(Rows listed in a dataset)

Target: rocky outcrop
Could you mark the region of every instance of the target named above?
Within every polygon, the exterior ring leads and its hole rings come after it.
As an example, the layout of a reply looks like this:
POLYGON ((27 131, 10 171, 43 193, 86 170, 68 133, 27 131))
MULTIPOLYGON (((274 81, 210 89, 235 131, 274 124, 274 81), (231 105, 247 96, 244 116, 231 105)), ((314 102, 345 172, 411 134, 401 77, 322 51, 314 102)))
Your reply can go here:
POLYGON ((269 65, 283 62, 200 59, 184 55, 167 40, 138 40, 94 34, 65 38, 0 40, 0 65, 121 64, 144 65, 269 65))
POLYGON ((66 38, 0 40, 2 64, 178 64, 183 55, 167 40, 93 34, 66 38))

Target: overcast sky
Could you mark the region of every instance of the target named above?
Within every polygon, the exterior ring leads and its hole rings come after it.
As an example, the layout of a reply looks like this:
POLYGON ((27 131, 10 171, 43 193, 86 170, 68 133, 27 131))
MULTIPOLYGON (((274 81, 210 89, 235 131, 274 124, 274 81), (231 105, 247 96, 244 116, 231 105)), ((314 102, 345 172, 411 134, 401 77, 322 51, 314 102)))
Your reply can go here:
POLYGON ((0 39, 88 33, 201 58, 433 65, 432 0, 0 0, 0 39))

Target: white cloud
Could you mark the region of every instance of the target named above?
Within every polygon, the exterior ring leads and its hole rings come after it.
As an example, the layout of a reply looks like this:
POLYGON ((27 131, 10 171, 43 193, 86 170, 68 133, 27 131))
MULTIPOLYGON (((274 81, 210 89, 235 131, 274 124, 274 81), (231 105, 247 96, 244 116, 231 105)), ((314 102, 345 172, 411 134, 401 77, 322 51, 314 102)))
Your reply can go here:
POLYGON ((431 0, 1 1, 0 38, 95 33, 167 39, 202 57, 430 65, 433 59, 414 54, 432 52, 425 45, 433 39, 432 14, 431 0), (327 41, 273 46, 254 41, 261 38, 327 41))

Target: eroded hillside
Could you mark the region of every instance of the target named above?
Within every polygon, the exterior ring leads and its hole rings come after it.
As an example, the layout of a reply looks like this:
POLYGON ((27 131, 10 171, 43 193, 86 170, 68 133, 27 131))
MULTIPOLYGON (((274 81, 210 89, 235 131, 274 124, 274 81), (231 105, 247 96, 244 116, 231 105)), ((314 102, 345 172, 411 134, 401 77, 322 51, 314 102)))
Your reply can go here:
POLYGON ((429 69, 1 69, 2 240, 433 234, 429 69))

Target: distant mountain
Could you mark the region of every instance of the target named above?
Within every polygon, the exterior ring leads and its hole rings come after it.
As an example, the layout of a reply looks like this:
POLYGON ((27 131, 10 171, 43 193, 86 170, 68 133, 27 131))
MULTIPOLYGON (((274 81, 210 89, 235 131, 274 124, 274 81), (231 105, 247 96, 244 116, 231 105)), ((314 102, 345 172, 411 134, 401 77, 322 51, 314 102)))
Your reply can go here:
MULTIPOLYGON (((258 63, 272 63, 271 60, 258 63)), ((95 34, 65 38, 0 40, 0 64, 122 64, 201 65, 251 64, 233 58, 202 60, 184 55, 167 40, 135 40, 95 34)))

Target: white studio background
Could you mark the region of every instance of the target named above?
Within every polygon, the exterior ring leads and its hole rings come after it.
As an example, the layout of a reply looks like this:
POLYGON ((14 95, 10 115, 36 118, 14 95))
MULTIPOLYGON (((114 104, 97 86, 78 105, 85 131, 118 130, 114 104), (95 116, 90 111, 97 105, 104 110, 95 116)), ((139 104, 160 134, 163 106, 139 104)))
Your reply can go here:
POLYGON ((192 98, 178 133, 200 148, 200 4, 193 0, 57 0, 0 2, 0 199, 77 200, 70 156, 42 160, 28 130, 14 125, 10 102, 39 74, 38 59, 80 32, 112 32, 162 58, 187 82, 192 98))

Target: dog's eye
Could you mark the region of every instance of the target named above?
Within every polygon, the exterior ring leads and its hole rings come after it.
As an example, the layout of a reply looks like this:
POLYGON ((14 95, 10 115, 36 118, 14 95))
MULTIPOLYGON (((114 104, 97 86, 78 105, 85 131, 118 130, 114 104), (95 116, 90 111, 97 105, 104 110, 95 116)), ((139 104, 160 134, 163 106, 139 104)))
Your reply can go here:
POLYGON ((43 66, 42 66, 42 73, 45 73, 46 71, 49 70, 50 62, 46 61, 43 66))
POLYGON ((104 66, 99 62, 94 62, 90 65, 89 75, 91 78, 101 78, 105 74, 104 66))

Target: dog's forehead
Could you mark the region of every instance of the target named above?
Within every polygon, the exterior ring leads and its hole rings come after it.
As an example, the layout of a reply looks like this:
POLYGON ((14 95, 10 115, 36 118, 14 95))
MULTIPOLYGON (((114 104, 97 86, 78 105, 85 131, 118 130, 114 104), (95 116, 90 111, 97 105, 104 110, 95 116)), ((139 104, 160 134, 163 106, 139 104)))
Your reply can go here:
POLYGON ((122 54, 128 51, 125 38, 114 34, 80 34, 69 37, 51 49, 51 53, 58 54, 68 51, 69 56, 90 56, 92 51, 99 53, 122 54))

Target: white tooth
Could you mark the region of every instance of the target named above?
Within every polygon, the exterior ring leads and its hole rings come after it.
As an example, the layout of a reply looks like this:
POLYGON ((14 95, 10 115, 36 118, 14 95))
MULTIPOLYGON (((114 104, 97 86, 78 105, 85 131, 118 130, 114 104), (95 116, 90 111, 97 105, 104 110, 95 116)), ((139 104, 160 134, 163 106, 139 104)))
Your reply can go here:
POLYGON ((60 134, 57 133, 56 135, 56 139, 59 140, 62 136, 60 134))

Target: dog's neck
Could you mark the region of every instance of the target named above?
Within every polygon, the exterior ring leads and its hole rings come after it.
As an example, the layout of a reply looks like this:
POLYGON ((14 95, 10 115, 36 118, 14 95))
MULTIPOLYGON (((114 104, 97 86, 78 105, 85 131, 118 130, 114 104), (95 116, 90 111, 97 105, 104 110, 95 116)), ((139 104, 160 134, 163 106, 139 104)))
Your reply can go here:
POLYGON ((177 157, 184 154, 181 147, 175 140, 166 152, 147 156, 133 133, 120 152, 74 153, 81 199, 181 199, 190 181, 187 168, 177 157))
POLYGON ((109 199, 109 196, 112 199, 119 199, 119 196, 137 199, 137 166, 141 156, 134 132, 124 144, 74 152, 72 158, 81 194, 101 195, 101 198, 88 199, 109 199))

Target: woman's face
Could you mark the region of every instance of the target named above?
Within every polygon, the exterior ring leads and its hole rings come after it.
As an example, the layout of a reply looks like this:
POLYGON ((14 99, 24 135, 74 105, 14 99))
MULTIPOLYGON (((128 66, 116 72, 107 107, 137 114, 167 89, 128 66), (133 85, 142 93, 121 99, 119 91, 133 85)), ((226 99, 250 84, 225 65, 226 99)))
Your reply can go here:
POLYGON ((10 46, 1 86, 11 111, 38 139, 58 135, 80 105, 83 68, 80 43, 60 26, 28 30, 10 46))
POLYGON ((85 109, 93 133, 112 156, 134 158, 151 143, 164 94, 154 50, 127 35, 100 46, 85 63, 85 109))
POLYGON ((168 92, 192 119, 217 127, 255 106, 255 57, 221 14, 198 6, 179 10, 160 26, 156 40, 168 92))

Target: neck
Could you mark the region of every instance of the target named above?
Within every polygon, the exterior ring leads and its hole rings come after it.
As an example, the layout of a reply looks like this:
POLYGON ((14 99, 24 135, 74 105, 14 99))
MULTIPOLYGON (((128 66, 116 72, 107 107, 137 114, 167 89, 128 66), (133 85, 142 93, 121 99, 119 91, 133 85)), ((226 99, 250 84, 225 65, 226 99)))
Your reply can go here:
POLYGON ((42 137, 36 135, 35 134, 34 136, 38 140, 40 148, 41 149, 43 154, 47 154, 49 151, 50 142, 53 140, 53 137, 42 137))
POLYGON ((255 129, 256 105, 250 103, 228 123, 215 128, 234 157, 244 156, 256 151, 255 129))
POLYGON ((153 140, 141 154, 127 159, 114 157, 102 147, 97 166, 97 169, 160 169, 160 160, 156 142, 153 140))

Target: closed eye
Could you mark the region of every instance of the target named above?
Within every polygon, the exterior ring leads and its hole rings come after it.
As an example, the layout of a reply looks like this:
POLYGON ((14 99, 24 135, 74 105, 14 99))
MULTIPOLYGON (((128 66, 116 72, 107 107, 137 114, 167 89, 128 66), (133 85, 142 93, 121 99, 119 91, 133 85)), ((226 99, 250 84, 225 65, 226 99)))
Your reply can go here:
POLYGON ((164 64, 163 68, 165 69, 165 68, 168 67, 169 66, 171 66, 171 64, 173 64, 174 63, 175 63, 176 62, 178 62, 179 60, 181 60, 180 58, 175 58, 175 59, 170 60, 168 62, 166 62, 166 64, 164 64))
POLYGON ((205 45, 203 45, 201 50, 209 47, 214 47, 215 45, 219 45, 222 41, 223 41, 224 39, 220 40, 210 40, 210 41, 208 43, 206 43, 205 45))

**Given exercise**
Return, word for word, the part of the rows that opens with the line containing "Target: overcast sky" and closes with the line containing "POLYGON ((0 39, 88", including both of those lines.

**Output of the task**
Target: overcast sky
Could you mark the region of every instance of the target named above?
Within every polygon, the exterior ring leads and its hole rings come after it.
As an example, the layout of a reply looks like this:
POLYGON ((27 131, 10 171, 43 193, 86 170, 68 133, 27 131))
MULTIPOLYGON (((274 81, 210 89, 235 131, 274 124, 274 81), (231 105, 247 96, 244 116, 231 105)), ((314 102, 345 172, 411 134, 401 77, 322 51, 314 102)))
Your reply can go here:
POLYGON ((0 39, 88 33, 201 58, 433 65, 432 0, 0 0, 0 39))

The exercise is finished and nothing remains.